Exercises
[a] Answer these questions from the shopping-cart text below:
(i) How does the text define an upsert?
(ii) Which field formally separates a shopping cart from an order?
(iii) What should a real e-commerce application verify at checkout time?
[b] Can you extend the shopping-cart text below, picking up right after its final line?

The atomicity and efficiency of updates that you saw in reviews can also be applied to orders. Specifically, you’re going to see how to implement an Add to Cart function using a targeted update. This is a two-step process. First, you construct the product document that you’ll be storing in the order’s line-item array. Then you issue a targeted update, indicating that this is to be an upsert—an update that will insert a new document if the document to be updated doesn’t exist. (I’ll describe upserts in detail in the next section.) The upsert will create a new order object if it doesn’t yet exist, seamlessly handling both initial and subsequent additions to the shopping cart.[3]

3 I’m using the terms shopping cart and order interchangeably because they’re both represented using the same document. They’re formally differentiated only by the document’s state field (a document with a state of CART is a shopping cart).

Let’s begin by constructing a sample document to add to the cart:

cart_item = {
  _id:  ObjectId("4c4b1476238d3b4dd5003981"),
  slug: "wheel-barrow-9092",
  sku:  "9092",

  name: "Extra Large Wheel Barrow",

  pricing: {
    retail: 589700,
    sale:   489700
  }
}

You’ll most likely build this document by querying the products collection and then extracting whichever fields need to be preserved as a line item. The product’s _id, sku, slug, name, and price fields should suffice.[4] With the cart item document, you can then upsert into the orders collection:

4 In a real e-commerce application, you’ll want to verify that the price has not changed at checkout time.

selector = {user_id: ObjectId("4c4b1476238d3b4dd5000001"),
            state:   'CART',
            'line_items.id':
              {'$ne': ObjectId("4c4b1476238d3b4dd5003981")}
           }

update = {'$push': {'line_items': cart_item}}

db.orders.update(selector, update, true, false)

Dataset extract

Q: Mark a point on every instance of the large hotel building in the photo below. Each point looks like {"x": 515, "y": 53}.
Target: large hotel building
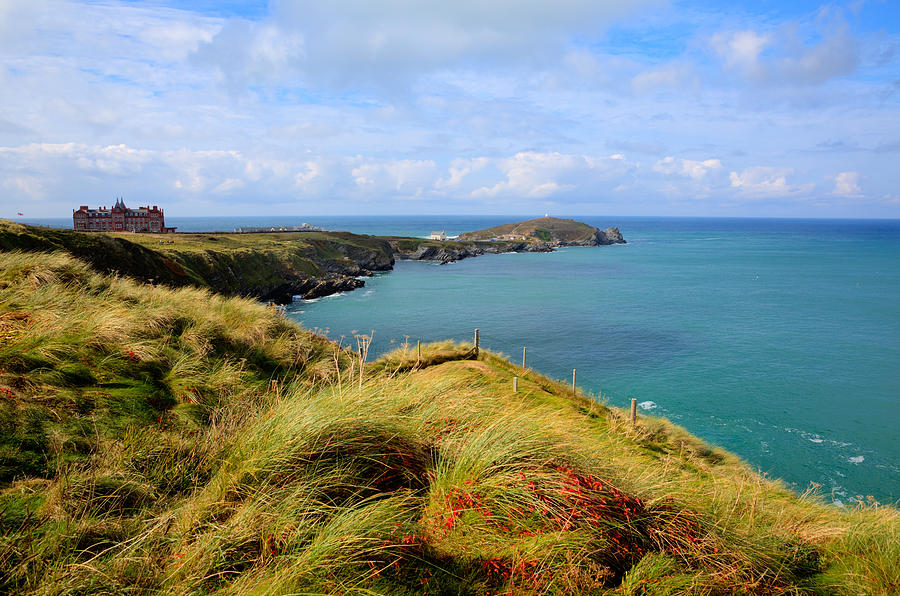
{"x": 120, "y": 218}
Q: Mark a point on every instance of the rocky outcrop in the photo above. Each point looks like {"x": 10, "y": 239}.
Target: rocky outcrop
{"x": 280, "y": 268}
{"x": 310, "y": 288}
{"x": 607, "y": 237}
{"x": 450, "y": 251}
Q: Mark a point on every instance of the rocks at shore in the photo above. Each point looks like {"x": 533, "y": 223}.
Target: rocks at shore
{"x": 607, "y": 237}
{"x": 450, "y": 251}
{"x": 539, "y": 235}
{"x": 277, "y": 267}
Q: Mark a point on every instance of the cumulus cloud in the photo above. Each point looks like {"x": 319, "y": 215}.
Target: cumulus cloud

Answers below
[a]
(i) An update that will insert a new document if the document to be updated doesn't exist.
(ii) The document's state field; a document with a state of CART is a shopping cart.
(iii) That the price has not changed.

[b]
To make the code more clear, I’m constructing the query selector and the update document separately. The update document pushes the cart item document onto the array of line items. As the query selector indicates, this update won’t succeed unless this particular item doesn’t yet exist in that array. Of course, the first time a user executes the Add to Cart function, no shopping cart will exist at all. That’s why you use an upsert here. The upsert will construct the document implied by the keys and values of the query selector and those of the update document. Therefore, the initial upsert will produce an order document looking like this one:

{
user_id: ObjectId("4c4b1476238d3b4dd5000001"),
state:  'CART',
line_items: [{
    _id:  ObjectId("4c4b1476238d3b4dd5003981"),
    slug: "wheel-barrow-9092",
    sku:  "9092",

    name: "Extra Large Wheel Barrow",

    pricing: {
      retail: 589700,
      sale:   489700
    }
  }]
}

You then need to issue another targeted update to ensure that the item quantities and order subtotal are correct:

selector = {user_id: ObjectId("4c4b1476238d3b4dd5000001"),
            state: "CART",
            'line_items.id': ObjectId("4c4b1476238d3b4dd5003981")}

update = {$inc:
            {'line_items.$.qty': 1,
             sub_total: cart_item['pricing']['sale']
            }
         }

db.orders.update(selector, update)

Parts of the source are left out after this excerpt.